--- START OF DOCUMENT ---

My experience with shared custody over the past 6 years helps me with my clients because I understand intimately what their challenges are trying to co-parent with a former spouse, who may not see the world the same way. The best analogy someone shared with me recently is that a child is like a new house you are building, and each parent is building one half of that house. For that house to be solid, it needs to be able to appreciate and love both its designers. I can tell you first hand what happens when one of the architects/builders goes missing– it creates a hole in the child’s heart.
These past six months, that hole in my heart is finally being filled with love by a family I have always longed for, and for the first time in my life I do not feel like I have to tackle life’s challenges all by myself. Through my brothers, father, step-mother, aunt, uncle, and cousins who have all entered my world this first half of the year, I am finally learning to appreciate something most people have taken for granted their whole lives– that the family fabric we create is there to act as a beautiful emotional safety net. Every child should be able to experience this and grow up with this feeling– regardless of whether the parents stay in an intact household or not.
We all have choices to make in life, and sometimes we are defined by the choices we make. Severing all ties with a family member should only be done in extreme circumstances. Absent an extreme situation, I encourage everyone to appreciate the importance of family ties, and to work together to make the best family connections possible, not just for the sake of our children, but for everyone’s happiness and well-being.

--- END OF DOCUMENT ---

CHALLENGE A — Report every line in the entries below that contains the string "dark".

--- START OF THE INPUT ---

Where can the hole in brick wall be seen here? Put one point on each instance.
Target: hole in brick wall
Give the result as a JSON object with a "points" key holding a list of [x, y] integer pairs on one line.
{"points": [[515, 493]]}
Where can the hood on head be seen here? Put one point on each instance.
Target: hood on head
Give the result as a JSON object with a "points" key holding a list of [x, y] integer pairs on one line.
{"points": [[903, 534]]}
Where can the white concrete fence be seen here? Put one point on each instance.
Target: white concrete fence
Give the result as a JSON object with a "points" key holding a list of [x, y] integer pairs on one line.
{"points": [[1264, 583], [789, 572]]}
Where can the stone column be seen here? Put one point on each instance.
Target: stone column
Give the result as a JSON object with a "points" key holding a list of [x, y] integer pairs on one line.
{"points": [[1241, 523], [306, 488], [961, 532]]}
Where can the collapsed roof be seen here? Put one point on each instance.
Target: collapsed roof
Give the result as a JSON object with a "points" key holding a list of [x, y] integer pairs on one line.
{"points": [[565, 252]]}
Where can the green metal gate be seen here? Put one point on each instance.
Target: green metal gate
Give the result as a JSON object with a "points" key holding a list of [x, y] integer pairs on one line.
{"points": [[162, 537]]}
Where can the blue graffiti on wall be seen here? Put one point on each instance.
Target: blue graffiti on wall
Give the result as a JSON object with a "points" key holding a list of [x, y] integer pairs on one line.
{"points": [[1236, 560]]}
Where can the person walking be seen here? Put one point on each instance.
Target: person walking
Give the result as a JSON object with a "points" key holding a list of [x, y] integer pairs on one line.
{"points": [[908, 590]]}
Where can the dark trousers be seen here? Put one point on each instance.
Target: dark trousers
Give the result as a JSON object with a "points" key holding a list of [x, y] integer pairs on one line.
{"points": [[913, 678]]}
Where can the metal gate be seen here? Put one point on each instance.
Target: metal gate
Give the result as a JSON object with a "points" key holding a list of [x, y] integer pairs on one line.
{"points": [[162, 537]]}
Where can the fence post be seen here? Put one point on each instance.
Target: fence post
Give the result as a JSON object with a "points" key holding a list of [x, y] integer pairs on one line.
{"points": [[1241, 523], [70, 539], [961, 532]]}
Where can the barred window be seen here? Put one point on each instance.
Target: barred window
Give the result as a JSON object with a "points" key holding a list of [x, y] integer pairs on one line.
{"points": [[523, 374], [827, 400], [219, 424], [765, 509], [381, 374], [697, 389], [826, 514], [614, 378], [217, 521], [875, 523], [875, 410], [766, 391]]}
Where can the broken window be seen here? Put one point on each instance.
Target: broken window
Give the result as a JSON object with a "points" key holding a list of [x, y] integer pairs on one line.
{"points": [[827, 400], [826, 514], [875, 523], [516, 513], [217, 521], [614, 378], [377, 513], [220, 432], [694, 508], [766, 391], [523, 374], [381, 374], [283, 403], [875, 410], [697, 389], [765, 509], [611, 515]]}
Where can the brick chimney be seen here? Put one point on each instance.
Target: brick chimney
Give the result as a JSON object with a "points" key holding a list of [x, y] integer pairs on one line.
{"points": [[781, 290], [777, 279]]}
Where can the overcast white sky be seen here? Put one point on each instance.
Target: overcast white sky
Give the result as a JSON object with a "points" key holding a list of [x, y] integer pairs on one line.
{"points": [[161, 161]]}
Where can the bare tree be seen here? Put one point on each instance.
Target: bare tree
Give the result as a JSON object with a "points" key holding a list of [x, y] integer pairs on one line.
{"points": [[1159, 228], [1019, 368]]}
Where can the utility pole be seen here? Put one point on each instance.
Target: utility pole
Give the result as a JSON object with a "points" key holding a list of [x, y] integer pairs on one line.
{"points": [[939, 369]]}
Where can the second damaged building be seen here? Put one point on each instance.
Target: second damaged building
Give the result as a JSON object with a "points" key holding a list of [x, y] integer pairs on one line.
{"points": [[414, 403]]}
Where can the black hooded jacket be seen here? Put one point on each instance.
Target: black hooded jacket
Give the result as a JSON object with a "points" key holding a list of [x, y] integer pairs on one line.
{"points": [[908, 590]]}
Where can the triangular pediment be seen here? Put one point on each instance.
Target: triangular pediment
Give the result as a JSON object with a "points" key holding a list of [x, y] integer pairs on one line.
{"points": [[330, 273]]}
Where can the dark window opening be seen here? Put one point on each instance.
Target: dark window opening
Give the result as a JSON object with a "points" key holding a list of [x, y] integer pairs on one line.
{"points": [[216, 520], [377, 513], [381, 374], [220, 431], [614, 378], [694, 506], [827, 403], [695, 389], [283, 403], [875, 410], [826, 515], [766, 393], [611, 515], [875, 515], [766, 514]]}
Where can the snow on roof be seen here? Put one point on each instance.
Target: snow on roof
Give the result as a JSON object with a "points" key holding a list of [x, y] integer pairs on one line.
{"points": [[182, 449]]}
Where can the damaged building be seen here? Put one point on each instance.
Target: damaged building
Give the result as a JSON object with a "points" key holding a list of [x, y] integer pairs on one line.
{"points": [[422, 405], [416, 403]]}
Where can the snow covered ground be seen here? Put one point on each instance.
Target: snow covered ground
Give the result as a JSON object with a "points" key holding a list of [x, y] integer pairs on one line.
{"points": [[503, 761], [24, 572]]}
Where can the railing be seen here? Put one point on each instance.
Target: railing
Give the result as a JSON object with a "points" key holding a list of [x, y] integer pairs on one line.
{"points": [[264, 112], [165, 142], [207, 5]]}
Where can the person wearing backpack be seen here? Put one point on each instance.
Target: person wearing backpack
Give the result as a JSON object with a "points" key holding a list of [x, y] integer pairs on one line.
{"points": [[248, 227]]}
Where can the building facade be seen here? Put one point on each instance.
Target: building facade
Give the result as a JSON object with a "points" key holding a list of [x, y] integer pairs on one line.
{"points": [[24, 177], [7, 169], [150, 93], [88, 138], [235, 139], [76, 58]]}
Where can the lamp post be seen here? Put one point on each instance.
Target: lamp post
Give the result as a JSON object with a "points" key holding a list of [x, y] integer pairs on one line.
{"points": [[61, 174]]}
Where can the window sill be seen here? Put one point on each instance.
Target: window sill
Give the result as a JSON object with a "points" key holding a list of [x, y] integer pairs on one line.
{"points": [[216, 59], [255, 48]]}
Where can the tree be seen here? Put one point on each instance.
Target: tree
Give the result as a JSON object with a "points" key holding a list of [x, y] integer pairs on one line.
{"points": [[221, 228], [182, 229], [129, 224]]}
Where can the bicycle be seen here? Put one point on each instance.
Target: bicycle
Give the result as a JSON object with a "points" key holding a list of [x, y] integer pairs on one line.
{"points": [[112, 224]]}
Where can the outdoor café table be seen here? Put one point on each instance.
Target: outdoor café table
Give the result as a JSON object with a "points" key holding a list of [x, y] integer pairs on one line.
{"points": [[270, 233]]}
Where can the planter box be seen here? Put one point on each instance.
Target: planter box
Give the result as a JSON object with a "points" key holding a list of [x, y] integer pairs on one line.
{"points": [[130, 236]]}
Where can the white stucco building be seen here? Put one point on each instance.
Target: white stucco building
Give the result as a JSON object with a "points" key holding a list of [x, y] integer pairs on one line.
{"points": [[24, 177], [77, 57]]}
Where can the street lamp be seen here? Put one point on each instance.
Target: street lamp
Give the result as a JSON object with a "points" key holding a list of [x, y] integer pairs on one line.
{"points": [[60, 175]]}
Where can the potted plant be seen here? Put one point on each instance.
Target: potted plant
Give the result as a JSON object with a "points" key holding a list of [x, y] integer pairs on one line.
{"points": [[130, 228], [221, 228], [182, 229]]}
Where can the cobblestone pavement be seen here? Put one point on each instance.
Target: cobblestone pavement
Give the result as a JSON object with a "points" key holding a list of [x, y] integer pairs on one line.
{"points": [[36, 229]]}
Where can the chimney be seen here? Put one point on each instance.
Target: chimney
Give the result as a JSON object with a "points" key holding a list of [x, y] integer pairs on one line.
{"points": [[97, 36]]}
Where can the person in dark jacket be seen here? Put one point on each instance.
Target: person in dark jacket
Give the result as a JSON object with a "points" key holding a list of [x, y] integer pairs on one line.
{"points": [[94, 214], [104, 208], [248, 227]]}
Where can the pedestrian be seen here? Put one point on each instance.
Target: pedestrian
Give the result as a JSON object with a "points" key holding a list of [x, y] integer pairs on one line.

--- END OF THE INPUT ---

CHALLENGE B — Condense the paragraph of the essay that begins "We all have choices to make in life" into a shorter version that keeps its main points.

WRITTEN SOLUTION A —
Where can the dark trousers be seen here? Put one point on each instance.
Target: dark trousers
Where can the dark window opening be seen here? Put one point on each instance.
Target: dark window opening
Where can the person in dark jacket be seen here? Put one point on each instance.
Target: person in dark jacket

WRITTEN SOLUTION B — The choices we make in life can define us. Cutting off a family member should be reserved for extreme circumstances. Otherwise, everyone should value family ties and work together to build the strongest family connections possible, both for the children and for everyone's happiness and well-being.